Object position labeling entries:
%%

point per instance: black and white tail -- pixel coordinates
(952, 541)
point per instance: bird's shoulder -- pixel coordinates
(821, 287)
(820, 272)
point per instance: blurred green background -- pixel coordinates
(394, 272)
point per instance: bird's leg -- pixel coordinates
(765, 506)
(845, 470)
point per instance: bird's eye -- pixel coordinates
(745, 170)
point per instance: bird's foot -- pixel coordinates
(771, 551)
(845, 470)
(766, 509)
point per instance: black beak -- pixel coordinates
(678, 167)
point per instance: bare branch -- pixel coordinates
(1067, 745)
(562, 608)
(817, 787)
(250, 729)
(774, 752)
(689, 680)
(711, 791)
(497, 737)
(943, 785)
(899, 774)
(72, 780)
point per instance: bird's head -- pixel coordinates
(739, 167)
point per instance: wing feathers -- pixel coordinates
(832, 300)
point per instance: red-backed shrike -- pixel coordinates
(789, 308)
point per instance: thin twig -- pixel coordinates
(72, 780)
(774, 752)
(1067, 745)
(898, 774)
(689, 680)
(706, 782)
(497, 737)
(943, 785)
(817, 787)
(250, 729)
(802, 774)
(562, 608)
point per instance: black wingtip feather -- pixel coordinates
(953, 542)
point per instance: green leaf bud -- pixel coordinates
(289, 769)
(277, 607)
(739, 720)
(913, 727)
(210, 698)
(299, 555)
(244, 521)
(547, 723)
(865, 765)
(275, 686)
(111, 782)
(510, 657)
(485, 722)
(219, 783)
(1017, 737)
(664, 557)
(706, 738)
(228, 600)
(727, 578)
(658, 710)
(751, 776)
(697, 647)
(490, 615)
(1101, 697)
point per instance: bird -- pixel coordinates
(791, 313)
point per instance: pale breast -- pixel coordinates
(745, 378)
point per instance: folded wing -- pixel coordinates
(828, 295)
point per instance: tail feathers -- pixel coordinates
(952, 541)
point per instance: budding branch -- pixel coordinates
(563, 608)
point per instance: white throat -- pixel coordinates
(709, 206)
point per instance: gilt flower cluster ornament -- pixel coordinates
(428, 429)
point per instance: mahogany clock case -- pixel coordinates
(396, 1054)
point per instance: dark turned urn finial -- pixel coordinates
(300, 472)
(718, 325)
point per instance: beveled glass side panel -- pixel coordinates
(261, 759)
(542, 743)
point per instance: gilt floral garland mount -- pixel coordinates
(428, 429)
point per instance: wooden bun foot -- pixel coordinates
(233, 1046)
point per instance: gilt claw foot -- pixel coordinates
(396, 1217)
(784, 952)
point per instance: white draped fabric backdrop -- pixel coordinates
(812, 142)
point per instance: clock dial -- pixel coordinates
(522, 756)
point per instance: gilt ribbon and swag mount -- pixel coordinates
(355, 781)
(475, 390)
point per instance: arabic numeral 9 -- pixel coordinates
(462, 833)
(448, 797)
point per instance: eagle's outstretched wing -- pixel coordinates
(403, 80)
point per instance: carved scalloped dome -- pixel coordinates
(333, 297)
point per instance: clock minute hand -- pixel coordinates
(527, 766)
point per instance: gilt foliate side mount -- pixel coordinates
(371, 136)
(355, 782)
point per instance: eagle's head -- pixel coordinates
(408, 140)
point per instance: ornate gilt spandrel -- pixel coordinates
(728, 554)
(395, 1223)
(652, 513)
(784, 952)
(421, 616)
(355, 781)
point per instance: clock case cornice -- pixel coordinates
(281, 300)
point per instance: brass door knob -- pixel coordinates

%%

» **To be done**:
Your answer should consist only of the lines from the one with "point per instance: bird -- pixel coordinates" through the end of the data above, reproduced exactly.

» **The response**:
point per instance: bird -- pixel coordinates
(791, 313)
point per instance: pale breast -- pixel coordinates
(745, 378)
point per instance: folded wing -- pixel coordinates
(828, 295)
point per instance: tail feathers -- pixel coordinates
(952, 541)
point per instance: budding branch -- pixel coordinates
(563, 608)
point per instance: white throat -- pixel coordinates
(709, 206)
point per instance: gilt flower cluster ornament -- pixel coordinates
(428, 429)
point per instance: mahogany clock case -- pixel coordinates
(396, 1054)
point per instance: dark turned urn finial -- pixel coordinates
(300, 472)
(718, 325)
point per instance: beveled glass side panel -- pixel coordinates
(261, 759)
(542, 743)
point per instance: gilt floral garland mount -- pixel coordinates
(428, 429)
point per instance: wooden bun foot -- pixel coordinates
(233, 1046)
point per instance: gilt claw foot -- pixel coordinates
(396, 1217)
(784, 952)
point per instance: white draped fabric backdrop -- pixel coordinates
(812, 142)
point per instance: clock dial -- pixel coordinates
(522, 756)
point per instance: gilt ribbon and swag mount -- pixel coordinates
(355, 781)
(475, 390)
point per instance: arabic numeral 9 -- pixel coordinates
(462, 833)
(448, 797)
point per instance: eagle's outstretched wing -- pixel coordinates
(403, 80)
point per instance: carved scalloped dome -- pixel coordinates
(333, 297)
point per instance: clock minute hand -- pixel coordinates
(527, 766)
point per instance: gilt foliate side mount -- pixel coordinates
(371, 136)
(355, 782)
point per instance: eagle's head -- pixel coordinates
(408, 140)
point per instance: ornate gilt spandrel -- pixel coordinates
(728, 554)
(395, 1223)
(652, 513)
(784, 952)
(421, 616)
(355, 781)
point per instance: clock case cornice -- pixel coordinates
(281, 300)
point per instance: brass door knob -- pixel coordinates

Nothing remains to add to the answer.